* _GIVEN REQUEST_: Leave out the pictures and copy the remaining records exactly.

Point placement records
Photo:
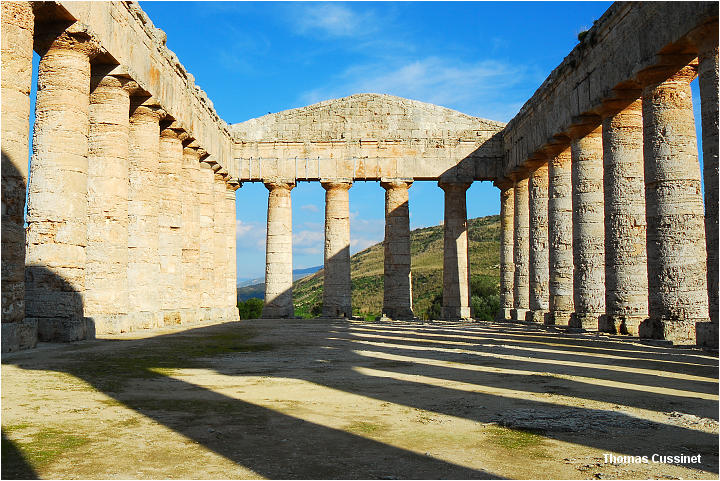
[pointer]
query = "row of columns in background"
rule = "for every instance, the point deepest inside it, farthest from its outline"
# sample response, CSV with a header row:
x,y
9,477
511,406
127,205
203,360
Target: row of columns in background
x,y
609,234
337,286
129,223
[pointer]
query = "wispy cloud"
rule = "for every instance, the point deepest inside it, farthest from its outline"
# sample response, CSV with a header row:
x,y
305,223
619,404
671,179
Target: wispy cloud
x,y
473,88
332,20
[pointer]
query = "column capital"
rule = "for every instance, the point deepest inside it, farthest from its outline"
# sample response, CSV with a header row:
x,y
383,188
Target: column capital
x,y
336,184
453,186
272,185
61,37
395,183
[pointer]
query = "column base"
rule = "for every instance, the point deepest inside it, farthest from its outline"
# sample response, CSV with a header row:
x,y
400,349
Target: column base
x,y
518,314
678,331
456,313
706,334
537,317
20,335
588,321
65,330
620,324
557,318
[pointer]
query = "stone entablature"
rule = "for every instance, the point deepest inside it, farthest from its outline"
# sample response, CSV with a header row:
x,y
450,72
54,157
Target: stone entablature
x,y
124,32
368,137
603,67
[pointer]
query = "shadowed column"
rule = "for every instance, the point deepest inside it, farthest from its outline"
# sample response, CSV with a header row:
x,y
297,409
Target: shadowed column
x,y
397,291
337,286
57,199
560,239
538,274
456,264
625,228
17,49
507,267
143,207
278,264
707,42
106,271
521,298
677,278
588,228
231,310
170,223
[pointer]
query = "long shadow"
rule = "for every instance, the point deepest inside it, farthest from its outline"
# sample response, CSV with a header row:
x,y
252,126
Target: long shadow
x,y
14,465
486,352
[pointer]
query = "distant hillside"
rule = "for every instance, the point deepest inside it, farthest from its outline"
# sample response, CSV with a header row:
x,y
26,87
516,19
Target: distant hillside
x,y
256,287
427,257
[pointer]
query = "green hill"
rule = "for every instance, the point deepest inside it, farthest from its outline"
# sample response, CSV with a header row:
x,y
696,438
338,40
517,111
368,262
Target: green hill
x,y
426,247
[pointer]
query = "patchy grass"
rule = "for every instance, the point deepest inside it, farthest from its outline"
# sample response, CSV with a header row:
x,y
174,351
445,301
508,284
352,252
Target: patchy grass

* _EXERCISE SOLUTION_:
Photo:
[pointer]
query = "row of columns in background"
rule = "for every instance, the point deepest inside it, farthest from its outline"
# sample response, CSV with a header row:
x,y
9,477
511,406
127,205
203,360
Target: row of columns in background
x,y
609,234
337,286
129,223
[pointer]
query = "wispy cloud"
rule = "for every instance, the point deepest inside it, farthest from its outline"
# sample response, CSV with a header row:
x,y
305,223
619,404
671,179
Target: wispy cloud
x,y
473,88
332,20
[pointer]
query = "column capital"
rule = "for every instance, the point deepest inside it, farthest from its outline"
# sample response, CSV with a header row:
x,y
383,188
Target: column capital
x,y
336,184
453,186
272,185
61,37
395,183
[pointer]
query = "column base"
rule = "for every instance, the point deepest inside it, farthest from its outline"
# sample response, CSV with a header row:
x,y
400,349
Target: column base
x,y
518,314
678,331
456,313
706,334
537,317
20,335
588,321
65,330
620,324
557,318
[pointer]
query = "stone entablature"
rule = "for every instance, the point deepest inside it, farthest from its outline"
# sample response, CSV with a header row:
x,y
450,72
54,157
Target: stone entablature
x,y
124,32
368,137
603,67
[pointer]
query = "shadowed column"
rule = "for every instance, the point deepest inside it, farthest from its outline"
# sample response, CSV with a header row:
x,y
297,409
Target: shadowed column
x,y
397,291
337,286
57,199
560,239
538,274
456,264
625,228
17,49
507,267
143,207
278,264
707,42
106,271
521,298
677,278
588,228
231,310
170,223
[pointer]
query = "long shadow"
rule = "for every instance, the point deepest inside it, farthest from its outline"
# sample response, CSV with a header row:
x,y
252,126
Target: long shadow
x,y
14,465
486,352
[pointer]
query = "distant hillside"
rule = "for every instance, the point deepest inside it, farthest from its outline"
# sample response, CSV with a header row:
x,y
26,87
516,19
Target: distant hillside
x,y
256,287
427,257
[pointer]
query = "green hill"
rule = "for every instance, the point deepest inside it, farthest from its outline"
# sample response, CSV with a header row:
x,y
696,438
338,40
517,111
368,262
Target: green hill
x,y
426,247
[pointer]
query = "patchy grass"
rule = "for every instance, the point deepest inside it, farthest from its outline"
# sample response, CSV with a header row:
x,y
174,351
445,301
508,284
352,252
Target: patchy grass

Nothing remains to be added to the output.